**SOURCE TEXT**
* * * *

# Reliable uncertainty estimates in deep learning with efficient Metropolis-Hastings algorithms

**Authors:** Matthias Schmal, Patrick Mäder

PMC · DOI: 10.1038/s41467-026-70015-z · Nature Communications · 2026-03-17

## TL;DR

This paper introduces efficient Metropolis-Hastings methods to improve uncertainty estimates and prediction accuracy in deep learning models.

## Contribution

The authors propose two lightweight Metropolis-Hastings acceptance steps for Bayesian neural networks to reduce computational costs.

## Key findings

- Prediction accuracy improved by up to 5.8% over deterministic models and 4.3% over Bayesian approaches.
- Sampling methods achieved strong performance with only a third of the ensemble size.
- The methods maintain prediction calibration despite sampling bias.

* * * *

**EXERCISE DETAILS**
Please rewrite part of the summary, beginning at the words "PMC · DOI: 10.1038/s41467-026-70015-z" and stopping after "the ensemble size.", with "low-cost" in place of "lightweight". The lines that come next are unrelated to the summary above.

Point annotation dataset records:

* * * *

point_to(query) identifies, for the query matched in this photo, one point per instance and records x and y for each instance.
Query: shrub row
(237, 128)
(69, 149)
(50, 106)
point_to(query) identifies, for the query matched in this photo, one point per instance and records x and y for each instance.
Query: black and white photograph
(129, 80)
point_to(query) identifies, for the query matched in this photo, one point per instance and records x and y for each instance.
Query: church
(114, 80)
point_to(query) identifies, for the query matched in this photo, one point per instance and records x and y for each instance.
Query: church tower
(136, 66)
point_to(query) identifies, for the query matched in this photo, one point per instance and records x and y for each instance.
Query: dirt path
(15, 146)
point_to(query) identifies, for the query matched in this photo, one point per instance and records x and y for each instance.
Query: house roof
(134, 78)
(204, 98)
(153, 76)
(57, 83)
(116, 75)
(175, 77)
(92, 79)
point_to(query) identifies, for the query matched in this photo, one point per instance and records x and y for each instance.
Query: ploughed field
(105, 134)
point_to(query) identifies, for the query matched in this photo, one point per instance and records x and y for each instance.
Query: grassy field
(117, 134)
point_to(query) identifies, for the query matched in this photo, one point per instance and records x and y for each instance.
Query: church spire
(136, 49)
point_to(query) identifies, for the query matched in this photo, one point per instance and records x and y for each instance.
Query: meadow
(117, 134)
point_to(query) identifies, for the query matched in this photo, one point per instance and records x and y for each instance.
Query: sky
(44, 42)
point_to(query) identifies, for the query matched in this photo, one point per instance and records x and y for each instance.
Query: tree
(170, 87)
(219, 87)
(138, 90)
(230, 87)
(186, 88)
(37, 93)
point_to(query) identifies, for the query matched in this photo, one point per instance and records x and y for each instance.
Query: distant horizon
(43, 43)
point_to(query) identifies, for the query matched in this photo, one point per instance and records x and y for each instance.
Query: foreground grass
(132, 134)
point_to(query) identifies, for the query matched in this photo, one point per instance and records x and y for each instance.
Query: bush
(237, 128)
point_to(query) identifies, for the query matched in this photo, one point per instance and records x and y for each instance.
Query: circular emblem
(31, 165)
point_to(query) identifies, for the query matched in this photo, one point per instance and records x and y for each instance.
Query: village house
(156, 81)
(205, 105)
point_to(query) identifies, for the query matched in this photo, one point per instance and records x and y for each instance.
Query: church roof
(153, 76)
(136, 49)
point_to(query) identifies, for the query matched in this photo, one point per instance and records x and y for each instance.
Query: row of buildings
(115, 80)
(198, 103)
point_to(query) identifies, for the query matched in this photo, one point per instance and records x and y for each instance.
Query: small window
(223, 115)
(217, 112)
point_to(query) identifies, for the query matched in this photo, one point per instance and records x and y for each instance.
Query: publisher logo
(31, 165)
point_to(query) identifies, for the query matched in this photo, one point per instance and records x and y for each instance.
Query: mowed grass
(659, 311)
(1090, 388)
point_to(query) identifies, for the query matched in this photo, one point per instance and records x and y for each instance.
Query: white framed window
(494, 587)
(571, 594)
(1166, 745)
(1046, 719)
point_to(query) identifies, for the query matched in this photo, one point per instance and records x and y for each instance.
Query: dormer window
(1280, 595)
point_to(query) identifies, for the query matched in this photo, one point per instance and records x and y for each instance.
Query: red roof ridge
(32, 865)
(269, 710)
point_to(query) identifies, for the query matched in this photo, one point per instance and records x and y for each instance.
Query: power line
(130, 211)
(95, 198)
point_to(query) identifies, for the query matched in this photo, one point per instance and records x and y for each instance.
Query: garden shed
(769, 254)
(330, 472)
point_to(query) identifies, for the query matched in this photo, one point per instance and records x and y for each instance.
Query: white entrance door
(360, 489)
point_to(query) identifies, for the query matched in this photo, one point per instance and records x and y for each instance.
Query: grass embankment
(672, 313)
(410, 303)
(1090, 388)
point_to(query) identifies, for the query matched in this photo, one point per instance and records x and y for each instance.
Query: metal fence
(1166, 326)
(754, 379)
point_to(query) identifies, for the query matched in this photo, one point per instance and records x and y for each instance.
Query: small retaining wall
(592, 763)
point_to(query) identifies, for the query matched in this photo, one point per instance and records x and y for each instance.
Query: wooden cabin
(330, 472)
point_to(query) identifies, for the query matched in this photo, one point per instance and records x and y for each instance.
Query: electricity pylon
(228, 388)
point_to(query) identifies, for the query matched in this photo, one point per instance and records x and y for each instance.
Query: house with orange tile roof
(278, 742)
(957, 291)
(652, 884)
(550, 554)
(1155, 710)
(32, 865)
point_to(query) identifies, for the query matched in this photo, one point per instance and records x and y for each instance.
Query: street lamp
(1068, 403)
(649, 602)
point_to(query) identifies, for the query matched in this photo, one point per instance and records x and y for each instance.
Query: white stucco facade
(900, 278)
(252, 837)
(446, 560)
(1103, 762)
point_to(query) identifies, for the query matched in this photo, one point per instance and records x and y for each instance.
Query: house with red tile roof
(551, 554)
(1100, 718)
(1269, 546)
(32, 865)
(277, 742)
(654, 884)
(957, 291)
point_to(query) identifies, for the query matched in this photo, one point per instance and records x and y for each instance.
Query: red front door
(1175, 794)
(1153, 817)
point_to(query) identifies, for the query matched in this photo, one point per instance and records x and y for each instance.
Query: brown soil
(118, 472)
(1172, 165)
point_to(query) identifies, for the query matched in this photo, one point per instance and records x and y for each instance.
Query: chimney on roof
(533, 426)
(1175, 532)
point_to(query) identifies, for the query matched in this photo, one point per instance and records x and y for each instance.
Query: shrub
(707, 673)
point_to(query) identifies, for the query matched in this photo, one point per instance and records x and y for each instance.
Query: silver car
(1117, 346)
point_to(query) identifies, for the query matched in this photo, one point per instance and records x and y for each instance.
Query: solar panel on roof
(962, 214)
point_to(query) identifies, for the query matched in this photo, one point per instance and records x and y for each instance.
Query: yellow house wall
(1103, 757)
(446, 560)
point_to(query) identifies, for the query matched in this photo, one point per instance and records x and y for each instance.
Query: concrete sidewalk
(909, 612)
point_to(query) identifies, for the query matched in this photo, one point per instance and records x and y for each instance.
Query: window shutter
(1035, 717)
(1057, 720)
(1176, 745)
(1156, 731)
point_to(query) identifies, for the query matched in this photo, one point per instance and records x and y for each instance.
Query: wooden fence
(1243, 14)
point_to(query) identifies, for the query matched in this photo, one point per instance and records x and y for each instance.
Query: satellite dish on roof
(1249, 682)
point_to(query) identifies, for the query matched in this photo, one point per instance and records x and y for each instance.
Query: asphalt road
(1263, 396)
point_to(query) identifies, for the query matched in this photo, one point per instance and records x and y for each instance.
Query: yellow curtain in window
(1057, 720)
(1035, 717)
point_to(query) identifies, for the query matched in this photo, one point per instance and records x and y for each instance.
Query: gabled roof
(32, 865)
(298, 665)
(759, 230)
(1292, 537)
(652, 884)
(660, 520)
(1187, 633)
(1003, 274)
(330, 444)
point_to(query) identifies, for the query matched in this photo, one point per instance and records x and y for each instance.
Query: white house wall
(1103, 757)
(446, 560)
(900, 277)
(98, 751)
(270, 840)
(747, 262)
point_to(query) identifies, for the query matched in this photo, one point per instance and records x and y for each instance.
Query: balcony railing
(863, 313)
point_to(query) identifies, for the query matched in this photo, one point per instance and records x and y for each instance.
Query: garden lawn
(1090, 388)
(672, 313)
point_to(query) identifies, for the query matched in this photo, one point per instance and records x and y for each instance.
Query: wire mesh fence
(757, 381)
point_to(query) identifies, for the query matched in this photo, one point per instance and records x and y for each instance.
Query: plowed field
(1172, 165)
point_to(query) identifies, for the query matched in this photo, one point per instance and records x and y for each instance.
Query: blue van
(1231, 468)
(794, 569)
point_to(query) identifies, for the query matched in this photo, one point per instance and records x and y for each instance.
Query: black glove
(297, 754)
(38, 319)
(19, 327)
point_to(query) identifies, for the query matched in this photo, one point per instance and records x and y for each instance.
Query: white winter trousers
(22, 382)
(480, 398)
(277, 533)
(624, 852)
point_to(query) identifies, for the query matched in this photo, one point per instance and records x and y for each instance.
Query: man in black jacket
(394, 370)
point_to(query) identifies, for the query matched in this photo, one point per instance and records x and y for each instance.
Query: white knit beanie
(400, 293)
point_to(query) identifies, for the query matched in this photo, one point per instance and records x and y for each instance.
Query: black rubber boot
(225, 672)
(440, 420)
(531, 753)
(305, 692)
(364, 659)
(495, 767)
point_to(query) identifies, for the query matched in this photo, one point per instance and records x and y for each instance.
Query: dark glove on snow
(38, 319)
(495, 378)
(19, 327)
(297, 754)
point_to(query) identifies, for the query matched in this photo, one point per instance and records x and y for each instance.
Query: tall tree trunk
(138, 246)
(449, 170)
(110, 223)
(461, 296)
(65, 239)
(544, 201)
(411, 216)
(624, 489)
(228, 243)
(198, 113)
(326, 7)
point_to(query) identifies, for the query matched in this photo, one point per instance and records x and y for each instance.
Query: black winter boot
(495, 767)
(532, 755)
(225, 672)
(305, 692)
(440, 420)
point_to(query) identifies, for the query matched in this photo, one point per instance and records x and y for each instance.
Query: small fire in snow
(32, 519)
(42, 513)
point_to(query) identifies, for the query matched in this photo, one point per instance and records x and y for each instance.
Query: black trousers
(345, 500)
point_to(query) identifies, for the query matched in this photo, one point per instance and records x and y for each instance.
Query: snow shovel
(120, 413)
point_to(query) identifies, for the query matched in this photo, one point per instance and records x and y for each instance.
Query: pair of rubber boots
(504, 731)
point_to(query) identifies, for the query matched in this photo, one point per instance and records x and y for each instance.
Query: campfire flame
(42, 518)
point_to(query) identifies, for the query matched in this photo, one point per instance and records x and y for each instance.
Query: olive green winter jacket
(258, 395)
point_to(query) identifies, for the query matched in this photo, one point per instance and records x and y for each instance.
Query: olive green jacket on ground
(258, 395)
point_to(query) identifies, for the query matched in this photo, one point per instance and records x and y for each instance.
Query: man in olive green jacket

* * * *

**EXPECTED OUTPUT**
PMC · DOI: 10.1038/s41467-026-70015-z · Nature Communications · 2026-03-17

## TL;DR

This paper introduces efficient Metropolis-Hastings methods to improve uncertainty estimates and prediction accuracy in deep learning models.

## Contribution

The authors propose two low-cost Metropolis-Hastings acceptance steps for Bayesian neural networks to reduce computational costs.

## Key findings

- Prediction accuracy improved by up to 5.8% over deterministic models and 4.3% over Bayesian approaches.
- Sampling methods achieved strong performance with only a third of the ensemble size.